*** Opening DATASET ***

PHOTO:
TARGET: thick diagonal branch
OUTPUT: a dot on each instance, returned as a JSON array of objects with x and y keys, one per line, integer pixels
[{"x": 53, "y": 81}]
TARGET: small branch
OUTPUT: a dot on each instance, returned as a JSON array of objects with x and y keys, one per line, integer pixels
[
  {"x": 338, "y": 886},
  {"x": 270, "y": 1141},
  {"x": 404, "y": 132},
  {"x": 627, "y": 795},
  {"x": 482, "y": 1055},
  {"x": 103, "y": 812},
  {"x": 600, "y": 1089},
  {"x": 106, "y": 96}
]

*** Closing DATASET ***

- _WHAT IS NEEDED_: Character for character, output the whole material above.

- _RESPONSE AREA_:
PHOTO:
TARGET: thick diagonal branch
OUTPUT: a dot on each instance, returned as a JSON array of objects with x and y keys, one per line, integer pixels
[{"x": 53, "y": 81}]
TARGET: small branch
OUTPUT: a dot on each instance, returned as a JSON array of objects with x and y keys, one per line, integer pixels
[
  {"x": 338, "y": 886},
  {"x": 270, "y": 1141},
  {"x": 404, "y": 132},
  {"x": 627, "y": 795},
  {"x": 482, "y": 1055},
  {"x": 103, "y": 812},
  {"x": 600, "y": 1089},
  {"x": 106, "y": 96}
]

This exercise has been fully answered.